[WHAT IS BEING ASKED]: Using the entries that follow, report how many lines contain the word "vent". Only the number is wanted.

(STORED DATA Opens)

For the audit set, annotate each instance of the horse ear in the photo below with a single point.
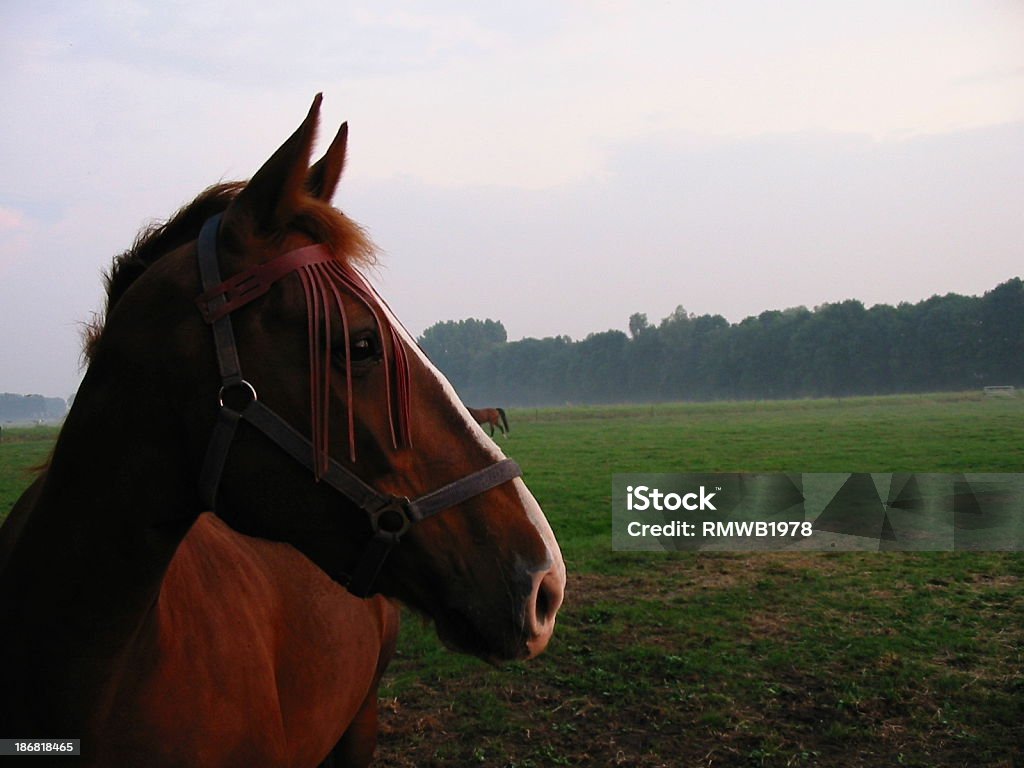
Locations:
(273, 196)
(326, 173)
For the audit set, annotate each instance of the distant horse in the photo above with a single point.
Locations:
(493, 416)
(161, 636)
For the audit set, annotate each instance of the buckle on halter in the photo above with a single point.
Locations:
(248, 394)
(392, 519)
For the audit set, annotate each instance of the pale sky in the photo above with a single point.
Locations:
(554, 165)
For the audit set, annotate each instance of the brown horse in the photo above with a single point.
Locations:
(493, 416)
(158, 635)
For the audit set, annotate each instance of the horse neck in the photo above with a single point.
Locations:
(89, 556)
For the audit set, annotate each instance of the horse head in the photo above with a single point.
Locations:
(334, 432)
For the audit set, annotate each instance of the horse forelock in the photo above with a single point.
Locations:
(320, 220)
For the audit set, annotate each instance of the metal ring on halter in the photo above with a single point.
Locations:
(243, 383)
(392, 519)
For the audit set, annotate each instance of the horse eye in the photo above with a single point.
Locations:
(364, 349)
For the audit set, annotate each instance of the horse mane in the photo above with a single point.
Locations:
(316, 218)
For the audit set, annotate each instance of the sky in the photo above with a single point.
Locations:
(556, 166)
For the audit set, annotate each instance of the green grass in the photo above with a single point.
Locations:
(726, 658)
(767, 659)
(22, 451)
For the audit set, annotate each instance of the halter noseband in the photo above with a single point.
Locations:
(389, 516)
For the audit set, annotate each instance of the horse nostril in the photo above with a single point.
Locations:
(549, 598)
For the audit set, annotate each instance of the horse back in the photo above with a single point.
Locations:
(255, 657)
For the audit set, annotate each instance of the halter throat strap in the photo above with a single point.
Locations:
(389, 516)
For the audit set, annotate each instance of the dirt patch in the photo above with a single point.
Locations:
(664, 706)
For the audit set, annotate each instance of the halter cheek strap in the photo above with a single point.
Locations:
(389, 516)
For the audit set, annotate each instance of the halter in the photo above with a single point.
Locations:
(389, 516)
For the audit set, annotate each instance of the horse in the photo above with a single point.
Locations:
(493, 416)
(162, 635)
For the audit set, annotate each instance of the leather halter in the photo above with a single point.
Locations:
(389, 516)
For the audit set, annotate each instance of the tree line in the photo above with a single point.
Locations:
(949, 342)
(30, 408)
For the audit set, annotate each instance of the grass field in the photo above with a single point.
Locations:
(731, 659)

(STORED DATA Closes)
(STORED DATA Opens)

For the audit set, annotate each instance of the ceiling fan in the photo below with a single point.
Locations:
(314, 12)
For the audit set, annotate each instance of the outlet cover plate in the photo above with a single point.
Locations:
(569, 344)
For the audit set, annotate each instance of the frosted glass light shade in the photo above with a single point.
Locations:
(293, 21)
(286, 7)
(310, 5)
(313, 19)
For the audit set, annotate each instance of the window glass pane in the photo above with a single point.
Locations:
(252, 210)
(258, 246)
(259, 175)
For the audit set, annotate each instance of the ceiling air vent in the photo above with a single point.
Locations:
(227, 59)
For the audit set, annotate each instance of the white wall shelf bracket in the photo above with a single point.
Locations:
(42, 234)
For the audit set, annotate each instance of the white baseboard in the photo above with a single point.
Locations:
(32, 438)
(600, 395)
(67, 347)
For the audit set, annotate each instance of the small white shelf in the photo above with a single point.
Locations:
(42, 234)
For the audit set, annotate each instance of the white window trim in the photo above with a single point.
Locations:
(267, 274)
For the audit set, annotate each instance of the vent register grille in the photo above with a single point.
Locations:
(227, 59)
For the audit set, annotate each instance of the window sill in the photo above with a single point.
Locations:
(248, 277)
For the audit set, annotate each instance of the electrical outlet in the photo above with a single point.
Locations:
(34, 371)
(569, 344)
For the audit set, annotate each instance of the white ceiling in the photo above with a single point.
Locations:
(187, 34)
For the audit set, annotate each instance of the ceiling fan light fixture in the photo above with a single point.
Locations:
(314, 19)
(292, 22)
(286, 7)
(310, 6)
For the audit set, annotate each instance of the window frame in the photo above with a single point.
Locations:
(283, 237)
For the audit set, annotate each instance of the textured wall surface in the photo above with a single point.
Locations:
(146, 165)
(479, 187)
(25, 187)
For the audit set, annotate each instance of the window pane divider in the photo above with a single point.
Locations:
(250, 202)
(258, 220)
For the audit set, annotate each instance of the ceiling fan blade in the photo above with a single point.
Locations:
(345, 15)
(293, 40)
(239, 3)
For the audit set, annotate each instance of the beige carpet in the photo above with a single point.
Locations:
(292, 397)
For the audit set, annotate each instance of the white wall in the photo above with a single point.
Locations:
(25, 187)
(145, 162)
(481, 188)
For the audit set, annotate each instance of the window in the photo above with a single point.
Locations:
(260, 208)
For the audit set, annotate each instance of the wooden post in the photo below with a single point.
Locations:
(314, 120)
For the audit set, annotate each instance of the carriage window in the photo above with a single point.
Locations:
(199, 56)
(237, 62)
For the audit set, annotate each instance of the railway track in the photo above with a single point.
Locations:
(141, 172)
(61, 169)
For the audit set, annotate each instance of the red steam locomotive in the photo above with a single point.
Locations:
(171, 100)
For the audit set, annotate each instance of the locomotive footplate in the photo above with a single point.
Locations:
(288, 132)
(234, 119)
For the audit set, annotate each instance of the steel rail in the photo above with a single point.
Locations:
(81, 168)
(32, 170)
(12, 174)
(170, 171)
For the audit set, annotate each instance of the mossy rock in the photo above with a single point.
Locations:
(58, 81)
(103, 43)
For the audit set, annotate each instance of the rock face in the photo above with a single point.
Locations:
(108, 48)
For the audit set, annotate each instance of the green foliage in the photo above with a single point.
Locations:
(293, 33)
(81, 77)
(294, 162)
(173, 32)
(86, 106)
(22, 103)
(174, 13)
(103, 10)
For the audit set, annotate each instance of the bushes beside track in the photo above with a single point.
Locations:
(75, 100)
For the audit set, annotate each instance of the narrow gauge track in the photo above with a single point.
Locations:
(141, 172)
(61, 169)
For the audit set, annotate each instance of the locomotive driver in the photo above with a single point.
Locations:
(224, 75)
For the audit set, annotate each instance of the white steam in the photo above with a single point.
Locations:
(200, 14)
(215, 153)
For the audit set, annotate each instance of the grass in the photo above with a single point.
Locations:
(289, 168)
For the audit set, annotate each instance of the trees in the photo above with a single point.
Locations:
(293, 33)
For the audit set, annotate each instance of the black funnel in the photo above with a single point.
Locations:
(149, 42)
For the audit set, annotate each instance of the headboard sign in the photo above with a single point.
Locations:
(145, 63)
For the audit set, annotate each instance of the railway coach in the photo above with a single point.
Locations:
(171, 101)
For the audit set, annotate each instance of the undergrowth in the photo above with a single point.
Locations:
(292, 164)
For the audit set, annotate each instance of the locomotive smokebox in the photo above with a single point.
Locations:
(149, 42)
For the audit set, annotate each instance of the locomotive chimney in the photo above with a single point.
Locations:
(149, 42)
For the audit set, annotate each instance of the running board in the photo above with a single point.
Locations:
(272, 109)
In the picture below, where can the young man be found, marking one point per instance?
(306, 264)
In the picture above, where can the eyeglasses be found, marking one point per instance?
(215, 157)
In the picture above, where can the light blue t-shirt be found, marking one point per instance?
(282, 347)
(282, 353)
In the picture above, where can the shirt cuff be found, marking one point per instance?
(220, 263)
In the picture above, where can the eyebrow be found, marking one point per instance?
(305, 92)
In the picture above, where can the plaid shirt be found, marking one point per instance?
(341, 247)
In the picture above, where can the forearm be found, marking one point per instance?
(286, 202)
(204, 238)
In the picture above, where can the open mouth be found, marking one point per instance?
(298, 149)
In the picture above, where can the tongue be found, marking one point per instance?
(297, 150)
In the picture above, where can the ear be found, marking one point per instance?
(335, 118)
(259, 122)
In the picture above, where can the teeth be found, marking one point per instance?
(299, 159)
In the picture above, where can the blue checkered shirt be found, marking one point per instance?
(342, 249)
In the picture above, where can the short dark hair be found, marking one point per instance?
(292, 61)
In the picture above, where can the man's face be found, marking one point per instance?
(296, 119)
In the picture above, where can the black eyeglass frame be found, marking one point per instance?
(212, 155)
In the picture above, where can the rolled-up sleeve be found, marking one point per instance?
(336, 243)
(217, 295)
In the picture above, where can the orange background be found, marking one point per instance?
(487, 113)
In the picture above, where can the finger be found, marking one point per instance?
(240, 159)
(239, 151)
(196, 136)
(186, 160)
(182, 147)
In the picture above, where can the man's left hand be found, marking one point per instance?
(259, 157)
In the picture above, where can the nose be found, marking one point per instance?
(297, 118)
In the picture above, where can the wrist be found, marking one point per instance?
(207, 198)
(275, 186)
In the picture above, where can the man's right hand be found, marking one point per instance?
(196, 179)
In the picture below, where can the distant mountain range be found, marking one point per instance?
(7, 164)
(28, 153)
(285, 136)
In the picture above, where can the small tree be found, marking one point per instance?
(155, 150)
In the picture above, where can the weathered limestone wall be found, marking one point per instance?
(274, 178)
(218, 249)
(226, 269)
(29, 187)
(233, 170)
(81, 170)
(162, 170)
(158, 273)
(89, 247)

(STORED DATA Closes)

[ANSWER TO THIS PROBLEM]: 2